EXERCISE PROMPT:
Show each line of the listing below that contains the word "green", copied in full.

RECORDED INFORMATION:
--- Start ---
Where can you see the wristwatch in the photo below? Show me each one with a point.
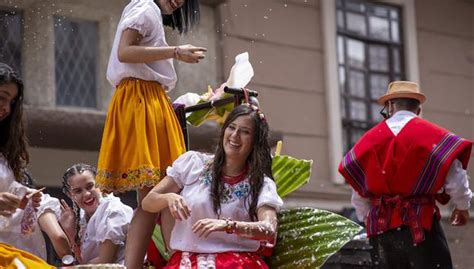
(68, 260)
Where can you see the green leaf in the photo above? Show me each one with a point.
(307, 237)
(160, 243)
(290, 173)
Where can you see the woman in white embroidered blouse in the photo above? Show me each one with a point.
(224, 205)
(97, 223)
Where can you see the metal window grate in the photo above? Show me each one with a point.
(76, 43)
(11, 38)
(370, 55)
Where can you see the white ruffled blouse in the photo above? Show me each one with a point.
(109, 222)
(191, 172)
(11, 234)
(145, 17)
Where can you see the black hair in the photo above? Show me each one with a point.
(259, 160)
(13, 142)
(183, 18)
(76, 169)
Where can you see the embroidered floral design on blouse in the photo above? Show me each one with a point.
(231, 193)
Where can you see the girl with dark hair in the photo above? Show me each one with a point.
(21, 228)
(97, 223)
(225, 205)
(142, 135)
(13, 138)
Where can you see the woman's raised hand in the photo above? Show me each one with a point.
(205, 227)
(67, 220)
(177, 206)
(189, 53)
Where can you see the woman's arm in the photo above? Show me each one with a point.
(264, 229)
(50, 225)
(129, 50)
(165, 195)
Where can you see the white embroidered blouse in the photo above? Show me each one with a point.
(191, 172)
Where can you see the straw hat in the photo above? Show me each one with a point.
(402, 89)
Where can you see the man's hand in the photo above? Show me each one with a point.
(459, 217)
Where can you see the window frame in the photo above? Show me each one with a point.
(96, 105)
(18, 67)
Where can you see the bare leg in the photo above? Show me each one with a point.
(139, 234)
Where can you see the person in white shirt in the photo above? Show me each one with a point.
(142, 135)
(224, 204)
(399, 169)
(97, 223)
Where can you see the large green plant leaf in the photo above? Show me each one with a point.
(307, 237)
(290, 173)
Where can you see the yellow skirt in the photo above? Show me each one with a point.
(142, 137)
(12, 258)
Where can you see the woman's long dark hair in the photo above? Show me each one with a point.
(13, 143)
(259, 161)
(184, 17)
(76, 169)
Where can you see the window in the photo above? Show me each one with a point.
(10, 38)
(76, 43)
(370, 55)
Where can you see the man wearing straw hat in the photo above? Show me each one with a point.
(398, 170)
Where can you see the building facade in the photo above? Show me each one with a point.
(319, 66)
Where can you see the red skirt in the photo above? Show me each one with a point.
(233, 260)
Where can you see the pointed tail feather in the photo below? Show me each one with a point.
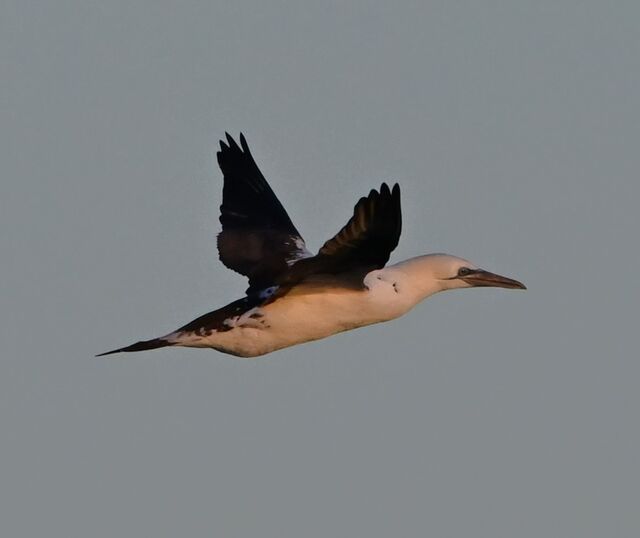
--- End ---
OUTPUT FOR THIS TASK:
Where can you see the green leaf in the photo above? Show me each one with a point.
Where can you see the large green plant leaf in the photo above? Show me each one with a point.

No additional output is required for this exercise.